Dataset records:
[Start of Attachment]
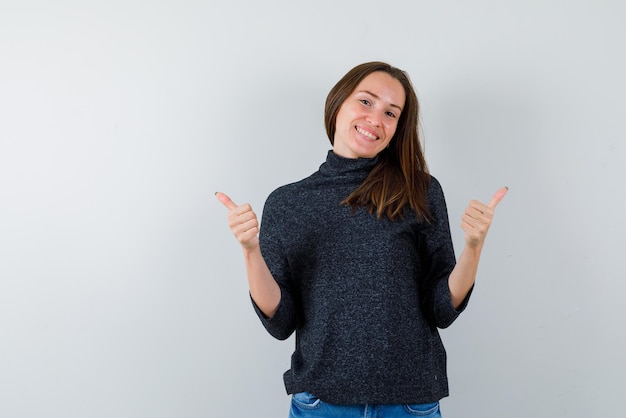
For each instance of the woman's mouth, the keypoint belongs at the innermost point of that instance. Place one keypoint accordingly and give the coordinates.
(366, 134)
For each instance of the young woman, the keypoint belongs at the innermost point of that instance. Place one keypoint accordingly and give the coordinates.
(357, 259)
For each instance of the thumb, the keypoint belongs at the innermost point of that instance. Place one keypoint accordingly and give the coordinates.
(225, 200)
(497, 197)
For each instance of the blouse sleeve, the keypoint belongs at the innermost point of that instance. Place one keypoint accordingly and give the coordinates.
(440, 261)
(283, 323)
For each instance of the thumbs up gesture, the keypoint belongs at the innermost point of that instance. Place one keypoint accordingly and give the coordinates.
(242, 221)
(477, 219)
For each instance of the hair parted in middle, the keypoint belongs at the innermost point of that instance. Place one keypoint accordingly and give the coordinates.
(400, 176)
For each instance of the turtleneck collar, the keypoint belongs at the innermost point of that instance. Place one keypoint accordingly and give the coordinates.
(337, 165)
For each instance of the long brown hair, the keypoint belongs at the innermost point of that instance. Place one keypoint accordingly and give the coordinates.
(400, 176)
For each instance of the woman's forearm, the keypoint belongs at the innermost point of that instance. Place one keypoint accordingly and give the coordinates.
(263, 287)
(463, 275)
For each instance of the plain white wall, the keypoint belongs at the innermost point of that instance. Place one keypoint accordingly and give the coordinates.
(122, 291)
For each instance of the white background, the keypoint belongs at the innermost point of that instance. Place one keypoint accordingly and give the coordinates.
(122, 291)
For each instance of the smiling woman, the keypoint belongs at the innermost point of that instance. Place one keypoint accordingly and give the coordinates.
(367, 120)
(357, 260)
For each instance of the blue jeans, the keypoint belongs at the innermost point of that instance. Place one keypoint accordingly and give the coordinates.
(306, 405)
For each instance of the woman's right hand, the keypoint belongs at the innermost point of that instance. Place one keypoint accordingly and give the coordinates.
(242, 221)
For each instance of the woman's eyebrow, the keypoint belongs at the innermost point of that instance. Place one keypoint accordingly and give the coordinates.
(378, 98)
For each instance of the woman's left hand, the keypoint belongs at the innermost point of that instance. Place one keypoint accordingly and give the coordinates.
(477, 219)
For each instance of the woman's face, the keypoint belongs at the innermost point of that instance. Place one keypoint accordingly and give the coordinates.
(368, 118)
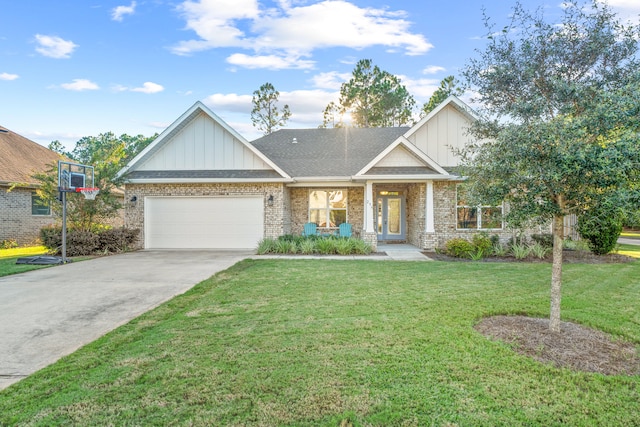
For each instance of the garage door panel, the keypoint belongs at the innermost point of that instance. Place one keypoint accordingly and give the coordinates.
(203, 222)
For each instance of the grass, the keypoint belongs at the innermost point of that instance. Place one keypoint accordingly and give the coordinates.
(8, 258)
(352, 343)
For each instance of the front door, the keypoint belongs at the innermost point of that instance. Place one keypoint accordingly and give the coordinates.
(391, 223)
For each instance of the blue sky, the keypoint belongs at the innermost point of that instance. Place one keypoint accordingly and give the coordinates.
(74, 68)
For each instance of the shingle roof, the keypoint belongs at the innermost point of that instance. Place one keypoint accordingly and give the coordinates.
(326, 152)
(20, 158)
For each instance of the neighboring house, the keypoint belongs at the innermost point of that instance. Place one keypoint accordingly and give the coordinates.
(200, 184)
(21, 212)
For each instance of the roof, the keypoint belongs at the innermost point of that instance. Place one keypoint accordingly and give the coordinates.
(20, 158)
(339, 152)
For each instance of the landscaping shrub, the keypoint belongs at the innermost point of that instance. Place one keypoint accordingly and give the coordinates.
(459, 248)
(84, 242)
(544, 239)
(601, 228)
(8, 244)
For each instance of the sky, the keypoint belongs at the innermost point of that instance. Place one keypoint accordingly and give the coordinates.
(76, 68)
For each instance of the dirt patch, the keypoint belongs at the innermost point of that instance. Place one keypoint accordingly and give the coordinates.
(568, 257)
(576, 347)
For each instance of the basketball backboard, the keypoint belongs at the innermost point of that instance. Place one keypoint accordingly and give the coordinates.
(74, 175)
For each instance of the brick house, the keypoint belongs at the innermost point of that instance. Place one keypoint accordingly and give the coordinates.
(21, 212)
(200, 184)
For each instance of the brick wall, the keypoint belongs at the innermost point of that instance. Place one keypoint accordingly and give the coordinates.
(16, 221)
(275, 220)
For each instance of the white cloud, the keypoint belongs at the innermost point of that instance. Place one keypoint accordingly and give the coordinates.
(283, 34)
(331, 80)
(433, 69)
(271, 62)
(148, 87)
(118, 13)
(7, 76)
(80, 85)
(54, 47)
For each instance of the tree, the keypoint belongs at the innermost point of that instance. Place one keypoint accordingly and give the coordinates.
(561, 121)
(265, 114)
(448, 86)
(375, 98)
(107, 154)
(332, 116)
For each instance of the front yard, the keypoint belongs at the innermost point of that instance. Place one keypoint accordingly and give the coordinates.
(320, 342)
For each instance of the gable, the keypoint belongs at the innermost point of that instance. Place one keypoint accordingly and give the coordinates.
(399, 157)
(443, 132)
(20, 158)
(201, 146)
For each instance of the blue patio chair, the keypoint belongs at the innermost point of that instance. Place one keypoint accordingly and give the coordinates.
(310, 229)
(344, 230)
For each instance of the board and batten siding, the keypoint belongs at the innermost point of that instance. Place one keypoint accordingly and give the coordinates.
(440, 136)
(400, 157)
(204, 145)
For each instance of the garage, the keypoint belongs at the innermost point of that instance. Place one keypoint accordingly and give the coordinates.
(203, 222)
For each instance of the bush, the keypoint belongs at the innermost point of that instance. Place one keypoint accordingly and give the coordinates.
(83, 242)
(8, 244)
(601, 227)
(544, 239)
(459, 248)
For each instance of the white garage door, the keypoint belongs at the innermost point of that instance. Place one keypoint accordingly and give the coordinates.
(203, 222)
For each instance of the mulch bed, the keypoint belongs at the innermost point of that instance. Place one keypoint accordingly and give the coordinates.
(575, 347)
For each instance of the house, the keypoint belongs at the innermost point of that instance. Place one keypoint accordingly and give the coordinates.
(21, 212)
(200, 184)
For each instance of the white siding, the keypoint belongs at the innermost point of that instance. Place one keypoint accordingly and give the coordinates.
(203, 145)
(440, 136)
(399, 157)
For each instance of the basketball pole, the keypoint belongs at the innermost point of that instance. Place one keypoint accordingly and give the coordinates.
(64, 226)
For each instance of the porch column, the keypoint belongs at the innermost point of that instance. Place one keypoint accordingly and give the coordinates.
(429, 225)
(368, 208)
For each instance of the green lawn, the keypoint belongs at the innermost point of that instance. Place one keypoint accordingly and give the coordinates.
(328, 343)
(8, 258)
[End of Attachment]
• Try it: Verbatim repeat, images removed: give each entry again exactly as it reads.

• Response to this task:
For each instance of the woman's mouth, the keypoint belongs at the innermost point of that instance. Place one keypoint accordingly and give the coordinates.
(366, 134)
For each instance of the young woman, the keypoint belongs at the innermost point of that instance. Place one keypoint accordingly and give the coordinates.
(357, 259)
For each instance of the thumb, the keypoint belongs at the innermost point of that instance. Place one keypoint accordingly and give the coordinates.
(225, 200)
(497, 197)
For each instance of the blouse sleeve, the keypoint belongs at the innermost point of that instance. Place one keypoint accordingly and give the coordinates.
(440, 261)
(283, 323)
For each instance of the thumbs up gesture, the keypoint belongs at the innermost point of that instance. Place one keypoint accordingly and give the coordinates.
(242, 221)
(477, 219)
For each instance of the hair parted in middle, the keypoint belongs at the innermost point of that instance. Place one keypoint accordingly and give the coordinates.
(400, 176)
For each instance of the turtleneck collar, the keypoint belongs at the innermost point of that instance. Place one keypoint accordingly and give the coordinates.
(337, 165)
For each instance of the long brown hair, the keypoint belongs at the innermost point of that instance. Place one keypoint accordingly and give the coordinates.
(400, 176)
For each instance of the woman's forearm, the keypoint belongs at the innermost point of that instance. Place one keypoint accordingly and give the coordinates.
(263, 287)
(463, 275)
For each instance of the plain white wall, the keypoint belongs at the innermost point of that instance. Place one keypoint accordingly and give the coordinates.
(122, 291)
For each instance of the white background, the keypoint belongs at the innermost point of that instance. Place one keypoint accordingly and give the coordinates.
(122, 291)
For each instance of the smiling woman, the keypoint belongs at the innermost point of that instance. Place one keypoint accordingly and give the coordinates.
(367, 120)
(357, 260)
For each instance of the blue jeans, the keypoint belongs at the innermost point of that instance. Place one keypoint accordingly and give the coordinates.
(306, 405)
For each instance of the woman's right hand, the keypoint belongs at the innermost point of that instance. Place one keypoint accordingly and give the coordinates.
(242, 221)
For each instance of the woman's eyebrow, the keypoint belongs at the innermost point of that instance. Place one keypoint accordingly and give the coordinates.
(378, 98)
For each instance of the woman's left hand, the keypoint belongs at the innermost point of that instance. Place one keypoint accordingly and give the coordinates.
(477, 219)
For each instance of the woman's face, the keypoint belongs at the innermost point of that instance. Place one keypoint accordingly and give the coordinates.
(368, 118)
For each instance of the garage door panel, the keypoint belongs at the innermost point of that instance. Place one keypoint accordingly and give the coordinates.
(203, 222)
For each instance of the grass, the keypoint belongs at the innermost point of that instance. Place one keypoint accordingly and give the coordinates.
(8, 258)
(352, 343)
For each instance of the front door, the keypoint belongs at the innermost point of that instance. Place one keypoint accordingly and give the coordinates.
(391, 223)
For each instance of the blue sky, the keypoint belongs at the innermost point of that instance. Place one keypoint accordingly and give the coordinates.
(74, 68)
For each instance of the shingle roof, the keypoint belongs at the innermost point of that instance. Place one keypoint accordingly and give the coordinates.
(326, 152)
(20, 158)
For each instance of the neighboring house, the keypoint belongs at the innermost point of that instance. Place one keypoint accordingly and give the coordinates.
(200, 184)
(21, 212)
For each instance of the roof, the keypoint belongs at the innermost point of that instance. Place one keypoint accordingly and give the coordinates.
(20, 158)
(339, 152)
For each instance of the landscaping shrub, the keypoint belongs at the innermost point of that instance. Place one keypoint accordingly and give the coordinates.
(459, 248)
(84, 242)
(544, 239)
(601, 228)
(8, 244)
For each instance of the sky, the keypoint belongs at the innermost point of that instance. Place one keypoint accordingly and give the coordinates.
(76, 68)
For each instance of the dirt patch, the keypoint belongs at the innermost point of that instance. Place one keypoint accordingly and give the coordinates.
(568, 257)
(576, 347)
For each instance of the basketball backboard, the keypoint belongs at the innermost point of that instance. Place one keypoint accordingly and give the coordinates.
(74, 175)
For each instance of the brick house, the keypoint belongs at the innermost point of that instance. Place one keypoint accordingly and give the coordinates.
(21, 212)
(200, 184)
For each instance of the brick wall, the keypoint belongs at the innermost point of that instance. Place one keypoint accordingly and give the coordinates.
(16, 221)
(275, 220)
For each instance of the white cloud, the keypoint belongs at the innermost point of that instance. Place one keypoint accordingly and give the coordinates.
(283, 34)
(331, 80)
(433, 69)
(271, 62)
(148, 87)
(118, 13)
(7, 76)
(80, 85)
(54, 47)
For each instance of the tree, the keypoint belongs at the innermost point of that instance. Place one keypoint accordingly and give the coordinates.
(561, 121)
(265, 114)
(448, 86)
(375, 98)
(107, 154)
(332, 116)
For each instance of the front yard, the keypoint belongs at the innermost point of that instance. Place one keypoint accordingly and give the coordinates.
(320, 342)
For each instance of the gable, the keypoint belongs at the innermost point of that instance. Place one keypoint accordingly and give the coordinates.
(399, 157)
(443, 132)
(20, 158)
(201, 146)
For each instance of the blue patio chair, the keypoint belongs at the innermost point of that instance. Place one keypoint accordingly and give the coordinates.
(310, 229)
(344, 230)
For each instance of the board and batten siding, the keypoint belongs at the innermost point of that instance. Place one keypoint accordingly and give the coordinates.
(440, 136)
(400, 157)
(204, 145)
For each instance of the garage, the keypoint belongs at the innermost point of that instance. Place one keypoint accordingly and give the coordinates.
(203, 222)
For each instance of the bush, the keypoint belongs at the innermost point of that instance. Place one keypoint accordingly and give the coordinates.
(83, 242)
(8, 244)
(601, 227)
(544, 239)
(459, 248)
For each instance of the white garage door, the keypoint belongs at the innermost point of that instance. Place one keypoint accordingly and give the coordinates.
(203, 222)
For each instance of the mulch bed, the keypoint belongs at the innermost point of that instance. Place one keypoint accordingly and give the coordinates.
(575, 347)
For each instance of the house, the keypoint belongs at the innermost point of that instance. Place one keypoint accordingly and give the coordinates.
(21, 212)
(200, 184)
For each instance of the white siding, the keypoint belongs at the innermost point of that instance. Place one keypoint accordingly and give the coordinates.
(203, 145)
(440, 136)
(399, 157)
For each instance of the basketball pole, the keypoint belongs at the innermost point of that instance. Place one keypoint accordingly and give the coordinates.
(64, 226)
For each instance of the porch column, the keypoint belongs at the innermost point of that instance. Place one keypoint accordingly and give the coordinates.
(429, 225)
(368, 208)
For each instance of the green lawn, the keypoint belongs at the innermost point of that instance. Place one keypoint accordingly and give the coordinates.
(328, 343)
(8, 258)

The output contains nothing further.